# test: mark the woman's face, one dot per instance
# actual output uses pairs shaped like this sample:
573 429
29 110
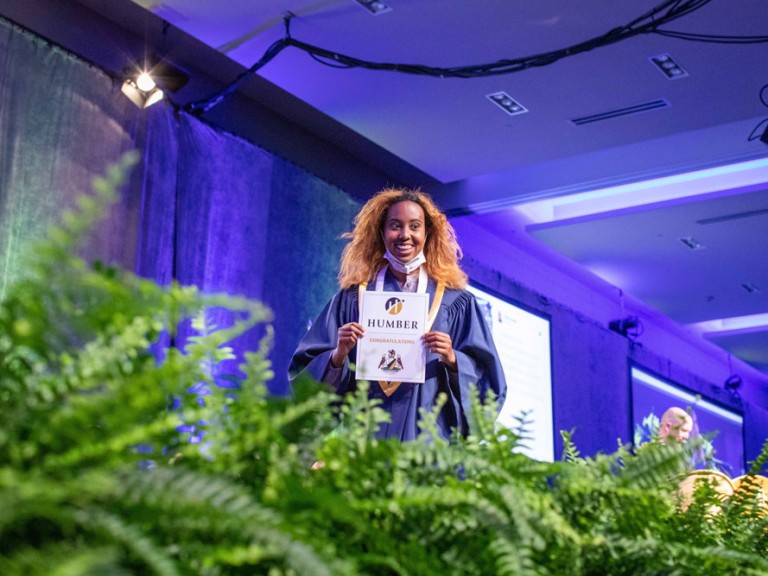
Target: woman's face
405 230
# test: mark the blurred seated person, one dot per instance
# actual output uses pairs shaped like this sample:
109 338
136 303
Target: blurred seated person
675 425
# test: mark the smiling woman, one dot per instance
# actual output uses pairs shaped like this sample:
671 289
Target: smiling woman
401 243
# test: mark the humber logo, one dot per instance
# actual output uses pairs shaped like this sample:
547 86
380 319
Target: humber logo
393 306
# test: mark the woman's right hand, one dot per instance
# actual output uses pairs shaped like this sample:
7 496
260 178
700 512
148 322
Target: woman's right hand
348 335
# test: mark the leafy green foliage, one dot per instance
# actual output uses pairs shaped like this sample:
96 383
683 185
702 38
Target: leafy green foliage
98 473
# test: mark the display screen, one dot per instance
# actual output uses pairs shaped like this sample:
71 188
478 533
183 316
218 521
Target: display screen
523 343
721 427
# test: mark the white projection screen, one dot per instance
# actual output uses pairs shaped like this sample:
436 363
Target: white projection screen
523 342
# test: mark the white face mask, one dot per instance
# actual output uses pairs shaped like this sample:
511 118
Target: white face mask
405 267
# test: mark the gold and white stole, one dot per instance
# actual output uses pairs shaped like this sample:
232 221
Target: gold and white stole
389 387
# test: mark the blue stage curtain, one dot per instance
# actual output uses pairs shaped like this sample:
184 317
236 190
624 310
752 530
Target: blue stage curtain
203 207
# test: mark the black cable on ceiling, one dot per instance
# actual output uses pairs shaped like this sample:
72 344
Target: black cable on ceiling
648 23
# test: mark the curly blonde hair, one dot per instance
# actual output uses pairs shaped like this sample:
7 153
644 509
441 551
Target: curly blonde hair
363 257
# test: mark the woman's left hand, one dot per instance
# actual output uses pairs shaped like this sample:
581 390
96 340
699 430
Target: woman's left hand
440 343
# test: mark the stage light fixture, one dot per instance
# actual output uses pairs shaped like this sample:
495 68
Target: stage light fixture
628 326
145 84
732 384
375 7
142 97
507 103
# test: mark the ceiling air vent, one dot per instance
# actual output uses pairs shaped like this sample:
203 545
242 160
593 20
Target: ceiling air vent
628 111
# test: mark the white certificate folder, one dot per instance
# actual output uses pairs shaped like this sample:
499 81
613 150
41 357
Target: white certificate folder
391 348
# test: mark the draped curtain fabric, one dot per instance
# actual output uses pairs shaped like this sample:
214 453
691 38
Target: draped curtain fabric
203 207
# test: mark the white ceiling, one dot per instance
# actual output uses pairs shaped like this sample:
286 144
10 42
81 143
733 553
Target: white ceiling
477 160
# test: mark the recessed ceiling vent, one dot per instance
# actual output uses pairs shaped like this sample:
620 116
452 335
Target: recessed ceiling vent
619 112
736 216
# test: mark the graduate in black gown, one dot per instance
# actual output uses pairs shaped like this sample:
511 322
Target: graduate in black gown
401 242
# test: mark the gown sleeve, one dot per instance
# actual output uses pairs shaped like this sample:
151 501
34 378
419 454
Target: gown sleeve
477 359
313 355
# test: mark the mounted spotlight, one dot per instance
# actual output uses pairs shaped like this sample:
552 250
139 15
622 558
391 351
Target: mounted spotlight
732 384
629 326
145 85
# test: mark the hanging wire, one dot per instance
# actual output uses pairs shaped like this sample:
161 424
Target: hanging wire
649 23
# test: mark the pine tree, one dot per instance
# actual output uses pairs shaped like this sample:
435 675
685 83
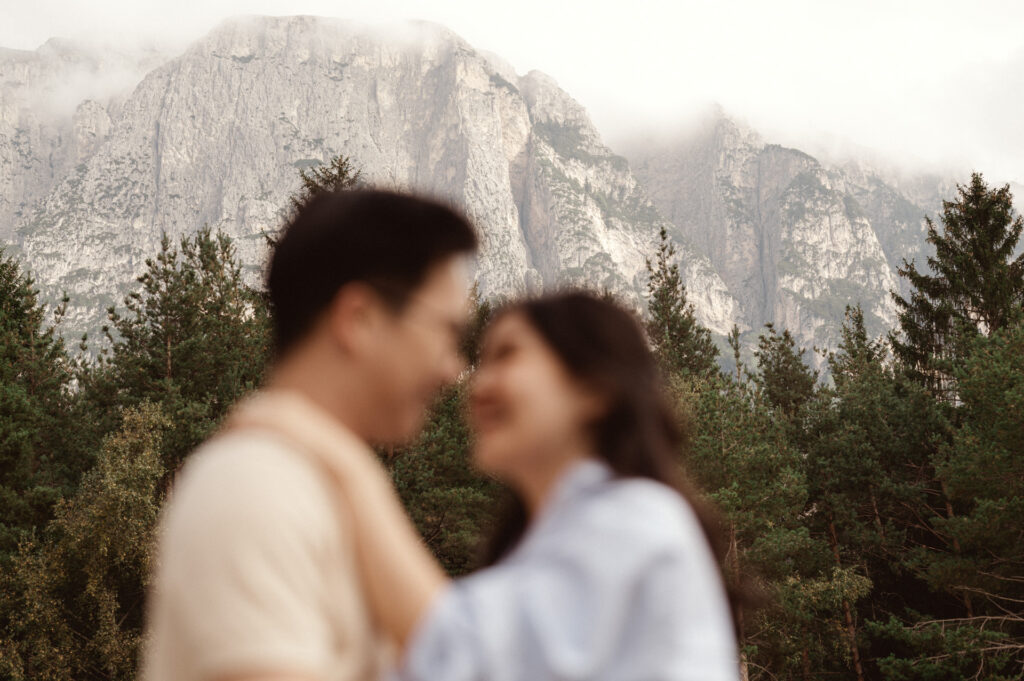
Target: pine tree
682 344
340 173
867 442
975 625
974 285
782 377
193 338
71 606
740 455
451 504
40 459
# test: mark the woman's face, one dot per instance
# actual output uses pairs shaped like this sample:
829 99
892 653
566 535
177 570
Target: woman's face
527 412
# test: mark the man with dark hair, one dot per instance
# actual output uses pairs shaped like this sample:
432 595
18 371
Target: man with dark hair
256 576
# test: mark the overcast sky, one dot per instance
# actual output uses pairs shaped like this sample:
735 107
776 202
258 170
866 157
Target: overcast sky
927 84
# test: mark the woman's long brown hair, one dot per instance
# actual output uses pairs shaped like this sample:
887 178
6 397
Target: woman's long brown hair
602 346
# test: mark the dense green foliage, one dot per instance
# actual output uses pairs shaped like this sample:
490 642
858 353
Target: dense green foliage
683 345
880 517
974 285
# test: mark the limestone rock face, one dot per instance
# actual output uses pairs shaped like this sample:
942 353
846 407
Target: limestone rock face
794 241
102 152
55 108
217 136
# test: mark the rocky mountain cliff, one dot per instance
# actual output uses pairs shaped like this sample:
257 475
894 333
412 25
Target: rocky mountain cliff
795 241
217 135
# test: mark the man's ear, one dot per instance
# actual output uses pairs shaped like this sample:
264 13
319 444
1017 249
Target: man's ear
352 316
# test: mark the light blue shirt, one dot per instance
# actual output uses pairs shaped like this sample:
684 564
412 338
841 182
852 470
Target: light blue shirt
614 581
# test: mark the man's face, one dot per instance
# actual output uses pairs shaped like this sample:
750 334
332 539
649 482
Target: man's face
415 352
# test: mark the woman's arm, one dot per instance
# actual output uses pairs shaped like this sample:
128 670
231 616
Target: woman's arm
400 578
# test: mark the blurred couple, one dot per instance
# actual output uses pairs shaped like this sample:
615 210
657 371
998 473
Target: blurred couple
285 554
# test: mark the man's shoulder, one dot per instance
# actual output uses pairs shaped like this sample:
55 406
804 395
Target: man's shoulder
250 479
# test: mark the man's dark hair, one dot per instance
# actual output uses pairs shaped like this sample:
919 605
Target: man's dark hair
386 240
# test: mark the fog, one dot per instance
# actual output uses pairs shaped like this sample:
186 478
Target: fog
922 86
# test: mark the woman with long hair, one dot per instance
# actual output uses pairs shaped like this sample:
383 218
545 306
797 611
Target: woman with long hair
604 566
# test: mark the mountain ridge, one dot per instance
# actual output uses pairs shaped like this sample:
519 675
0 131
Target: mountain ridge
216 136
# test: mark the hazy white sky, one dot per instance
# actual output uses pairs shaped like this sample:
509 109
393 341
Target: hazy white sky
930 84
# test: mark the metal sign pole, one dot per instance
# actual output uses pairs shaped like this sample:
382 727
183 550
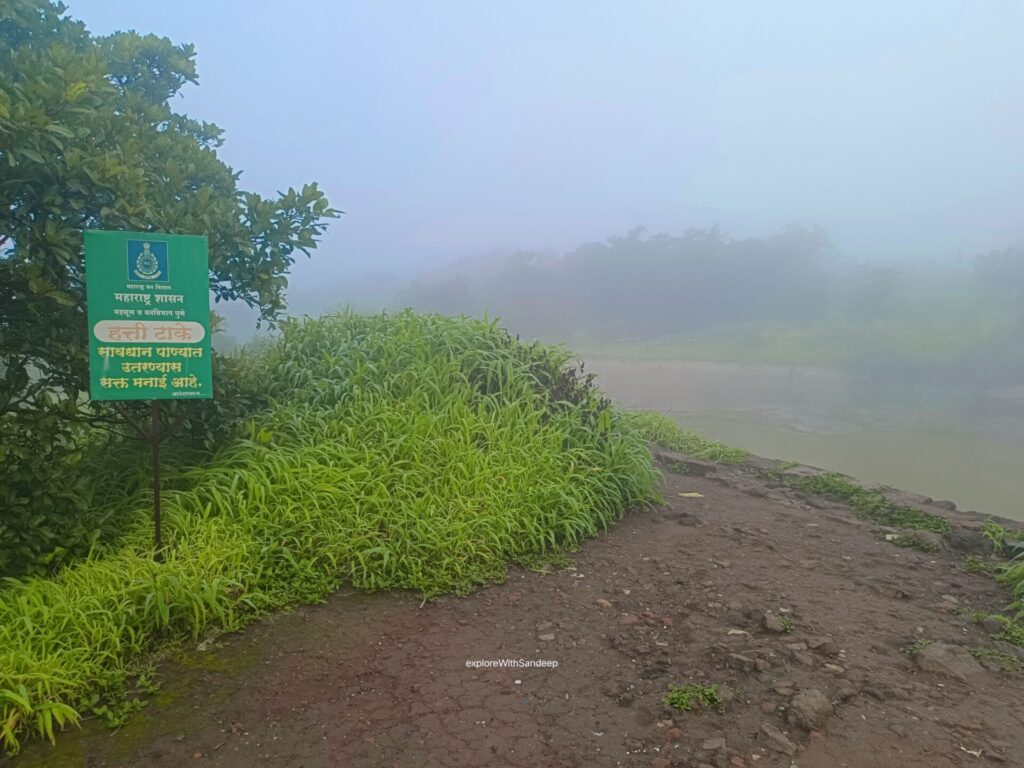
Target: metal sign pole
155 438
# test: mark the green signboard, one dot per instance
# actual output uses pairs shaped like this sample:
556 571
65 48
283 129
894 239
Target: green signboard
148 305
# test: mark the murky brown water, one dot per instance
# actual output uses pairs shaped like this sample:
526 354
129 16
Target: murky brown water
962 448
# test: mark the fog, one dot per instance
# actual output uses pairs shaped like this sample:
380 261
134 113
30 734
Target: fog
776 219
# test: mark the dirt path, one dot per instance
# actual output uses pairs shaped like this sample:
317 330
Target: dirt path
672 595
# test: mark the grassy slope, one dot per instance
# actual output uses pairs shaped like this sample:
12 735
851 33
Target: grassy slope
407 452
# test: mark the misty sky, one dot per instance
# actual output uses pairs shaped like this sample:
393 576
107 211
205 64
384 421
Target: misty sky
445 129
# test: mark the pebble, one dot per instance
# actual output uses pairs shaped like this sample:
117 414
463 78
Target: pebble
777 740
771 623
810 709
714 744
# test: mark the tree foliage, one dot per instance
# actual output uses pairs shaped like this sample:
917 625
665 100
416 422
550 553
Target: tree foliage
88 139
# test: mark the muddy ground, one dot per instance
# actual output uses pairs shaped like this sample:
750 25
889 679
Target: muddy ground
675 594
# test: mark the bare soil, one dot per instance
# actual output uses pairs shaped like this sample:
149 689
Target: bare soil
674 594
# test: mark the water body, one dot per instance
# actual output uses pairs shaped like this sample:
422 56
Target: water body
964 445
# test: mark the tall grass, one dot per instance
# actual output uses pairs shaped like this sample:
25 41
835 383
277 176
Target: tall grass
413 452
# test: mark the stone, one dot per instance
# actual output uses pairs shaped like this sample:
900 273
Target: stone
846 693
771 623
991 625
945 658
823 645
777 740
803 657
810 709
741 663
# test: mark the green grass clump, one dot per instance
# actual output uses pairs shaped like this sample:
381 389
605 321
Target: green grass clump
406 452
869 503
975 564
1008 662
662 430
912 541
916 646
693 695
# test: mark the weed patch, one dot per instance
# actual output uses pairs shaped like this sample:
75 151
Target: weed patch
691 696
869 504
1008 662
662 430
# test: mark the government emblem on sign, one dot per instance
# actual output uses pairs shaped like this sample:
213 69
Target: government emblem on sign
147 260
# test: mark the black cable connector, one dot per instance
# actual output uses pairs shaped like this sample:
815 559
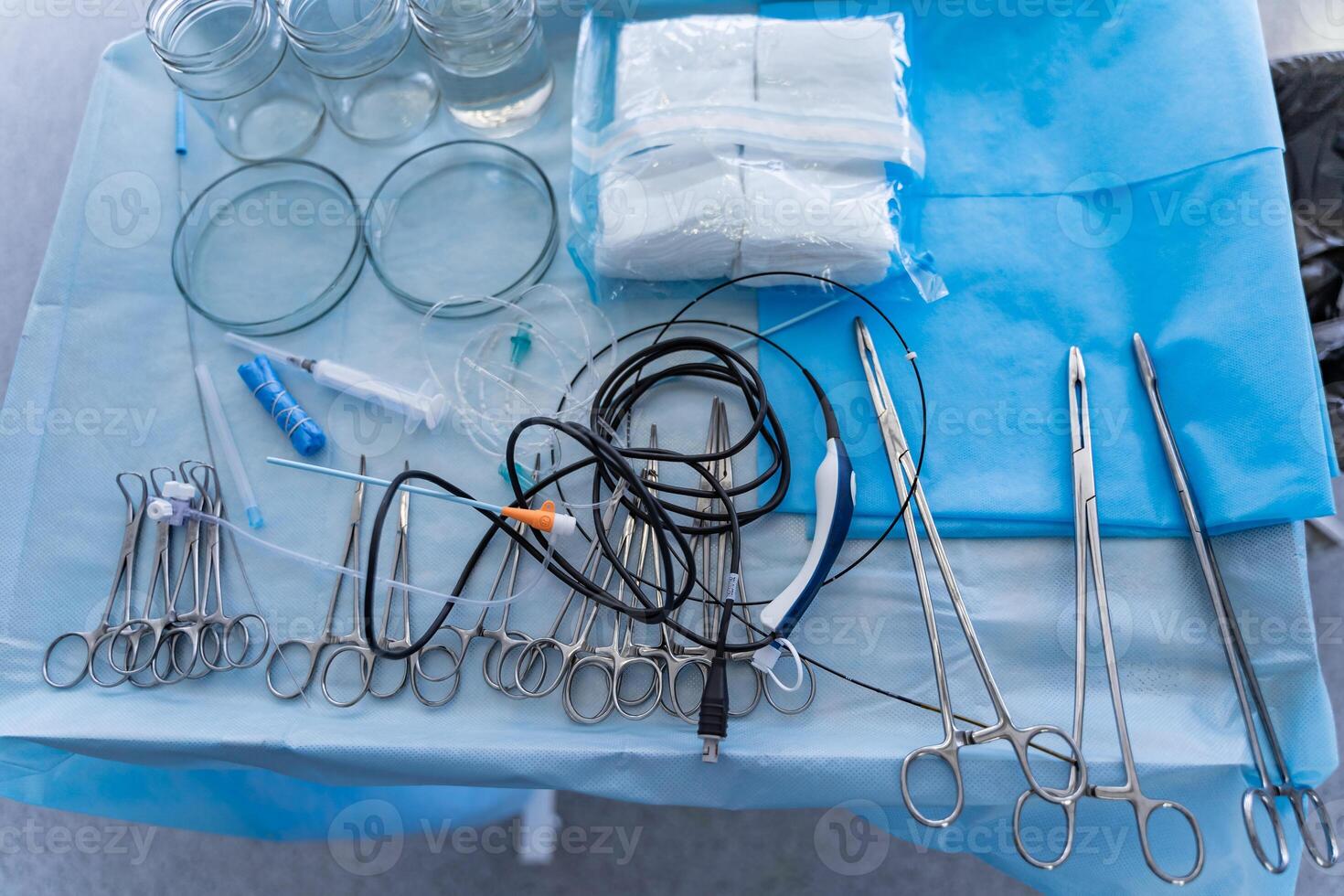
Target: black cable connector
◇ ◇ ◇ ◇
EXERCISE DETAILS: In the records above, find the line containing "# test: mark the green grass". Reproduce it and every line after it through the last line, omitting pictures.

OUTPUT BELOW:
# test: mark the green grass clump, one dot per instance
# actual output uses pairs shaped like this sample:
381 389
605 321
Target: green grass clump
406 452
869 503
975 564
1008 662
662 430
912 541
916 646
693 695
# test: mark the weed patch, one dot per instance
# actual output uses pairs shaped like this sample:
75 151
Target: weed patch
691 696
869 504
1008 662
662 430
# test: mark the government emblem on sign, one dot per instance
# actual output uses pairs shaped like this sample:
213 69
Target: government emblem on sign
147 260
# test: mark the black cable connector, one dot per instance
# actual output uses pairs shaped like this sample:
815 559
Target: black cable connector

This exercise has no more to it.